**WRITTEN PROBLEM 1:**
Update the labeling entries that come after the recipes so that "grey cloud" becomes "gray cloud" everywhere, and leave every other line unchanged.

**PASSAGE:**
========================
Diabetic Baked Onions

Cover pie plate in foil (for easy cleaning). Use two to three onions per person, cooking size. Do not peel. Place onions on pie tin and bake one hour at 400 degrees. When done cut root end off, squeeze stem end and it should come out whole. Spread margarine/butter over onions, season with salt and pepper. Not for microwaves. Great with baked potatoes.

Artichoke Balls

1 garlic clove -- minced
1 tablespoon olive oil
1 8 oz can artichoke hearts -- mashed
1 egg -- beaten
1/4 cup Parmesan cheese
1/2 cup Italian bread crumbs


Saute garlic in oil. Add egg and artichokes. Cook over low heat for 5 minutes. Remove from heat. Add Parmesan cheese and 1/4 cup bread crumbs. With a teaspoon, form into balls. Roll in remaining bread crumbs. Chill 2 hours or until ready to serve.

Diabetic Anchovy Toast

14 anchovies -- (2 tins)
3 garlic cloves -- chopped
1/8 teaspoon mustard powder
1 tablespoon chopped onions
2 tablespoons capers
1 cup olive oil
3 tablespoons Parmesan cheese -- grated
1 loaf Italian bread
1 sweet red pepper -- thinly sliced


With a mortar and pestle, mash anchovies, garlic, mustard, onions, and capers. Turn into a mixing bowl and vigorously beat in olive oil (or combine these ingredients in food processor or blender and blend until anchovies are mashed). Slice loaf of Italian bread lengthwise. Spread anchovy mixture on top of one slice of bread. Lay slices of red pepper over anchovy mixture. Sprinkle with parmesan cheese. Top with second slice of bread. Wrap in foil, place in preheated 400 oven for 10 minutes. Slice and serve.

Baked Turkey Croquettes

2 tablespoons butter
3 tablespoons flour
3/4 cup milk
2 cups turkey -- chopped
1 egg yolk -- beaten
1/4 teaspoon salt
1/4 teaspoon celery salt
1 egg
2 teaspoons water
1/2 cup bread crumbs
1/4 teaspoon ground sage
2 tablespoons butter -- melted


Melt 2 tablespoons butter over low heat. Add the flour and stir until well blended. Cook one minute. Slowly add milk and cook, stirring constantly, until boiling. Let sauce cool; add chopped turkey, egg yolk, salt and celery salt. Form into twelve small cones. Mix bread crumbs with ground sage. Beat egg in water. Roll cones in crumbs. Dip each cone in egg and roll again in crumbs. Place on greased baking pan and drizzle with melted butter. Bake at 350 degrees for 40 minutes.
========================
**DATASET RECORDS:**
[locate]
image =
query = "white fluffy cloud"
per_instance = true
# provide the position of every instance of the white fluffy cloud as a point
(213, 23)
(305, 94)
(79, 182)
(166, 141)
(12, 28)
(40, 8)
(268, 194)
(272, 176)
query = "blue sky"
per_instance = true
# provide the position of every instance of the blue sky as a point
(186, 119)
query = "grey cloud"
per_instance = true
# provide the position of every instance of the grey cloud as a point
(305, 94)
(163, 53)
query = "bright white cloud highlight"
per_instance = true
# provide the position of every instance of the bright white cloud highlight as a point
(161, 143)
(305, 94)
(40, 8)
========================
**WRITTEN PROBLEM 2:**
In the recipes, at what temperature and for how long are the onions baked?

**COMPLETE ANSWER 1:**
[locate]
image =
query = "white fluffy cloud"
per_instance = true
# provide the position of every instance of the white fluffy cloud as a point
(213, 23)
(305, 94)
(79, 182)
(166, 141)
(12, 28)
(40, 8)
(268, 194)
(272, 176)
query = "blue sky"
per_instance = true
# provide the position of every instance of the blue sky as a point
(186, 119)
query = "gray cloud"
per_instance = true
# provide the position of every instance of the gray cloud as a point
(305, 94)
(163, 53)
query = "bright white cloud highlight"
per_instance = true
# provide the position of every instance of the bright white cloud highlight as a point
(161, 143)
(305, 94)
(40, 8)

**COMPLETE ANSWER 2:**
One hour at 400 degrees.